Work request 1
Answer these questions from the protein excerpt:
(a) Which plant protein sources does the text name as containing all the EAAs?
(b) About what share of the calories in a steak comes from saturated fat?
(c) What does protein density refer to?
Work request 2
Copy the protein excerpt word for word, between "However, some plant" and "taken into consideration.", inclusive.
Work request 3
For each statement, answer yes or no based on the protein excerpt, and quote the words that decide it.
(a) Plant proteins such as those in wheat and rice are considered lower quality partly because they are harder to digest or absorb.
(b) Eating kidney beans as a protein source provides protein and nothing else.
(c) The highest quality proteins come from plant sources.

Excerpt provided

- - -

Some representative DIAAS values are shown in the figure below. As you can see, the higher the protein quality, the higher the DIAAS.
The highest quality proteins come from animal sources and include meat, dairy products, fish, poultry, and eggs. Lower quality proteins include many of the plant-based proteins, such as those found in wheat, peanut butter, beans, and rice. These plant proteins are considered lower quality both because they don’t provide adequate amounts of all the EAAs and because they’re not as easily digested or absorbed.
However, some plant proteins, such as those found in soy products and quinoa, contain all the EAAs and are more easily digested and thus have higher scores.
Types of Protein Food Sources
There are a number of factors to consider when evaluating a protein food source. In addition to the protein quality, the non-protein components of the source also need to be taken into consideration.
Take a look again at the values in the figure above. Excluding protein supplements like whey protein and casein protein powder, notice how you’re probably not eating many “pure” proteins. Rather, you’re likely getting most of your proteins from whole food sources.
For instance, when you eat animal protein in the form of, let’s say, a steak, you are consuming a lot of high-quality protein, but about half the calories you’re eating are in the form of saturated fat. And if your source of protein is kidney beans, for example, you’re also eating carbohydrates and fiber. So these factors need to be taken into account when planning your diet.
As you might imagine, protein density is highest in a high-quality protein food source. What is protein density, you ask? This refers to the amount of protein per total grams of the respective food source.

- - -

Stored data entries
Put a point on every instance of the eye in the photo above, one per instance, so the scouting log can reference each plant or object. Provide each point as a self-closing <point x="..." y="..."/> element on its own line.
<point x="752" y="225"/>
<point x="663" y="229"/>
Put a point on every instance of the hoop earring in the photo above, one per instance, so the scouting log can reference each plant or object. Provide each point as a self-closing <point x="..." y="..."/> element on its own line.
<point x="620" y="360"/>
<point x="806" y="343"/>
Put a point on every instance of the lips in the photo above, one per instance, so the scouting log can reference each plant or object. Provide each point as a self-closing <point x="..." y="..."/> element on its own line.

- - -

Task solution 1
(a) Soy products and quinoa.
(b) About half.
(c) The amount of protein per total grams of the respective food source.

Task solution 2
However, some plant proteins, such as those found in soy products and quinoa, contain all the EAAs and are more easily digested and thus have higher scores.
Types of Protein Food Sources
There are a number of factors to consider when evaluating a protein food source. In addition to the protein quality, the non-protein components of the source also need to be taken into consideration.

Task solution 3
(a) Yes: "because they’re not as easily digested or absorbed."
(b) No: "you’re also eating carbohydrates and fiber."
(c) No: "The highest quality proteins come from animal sources"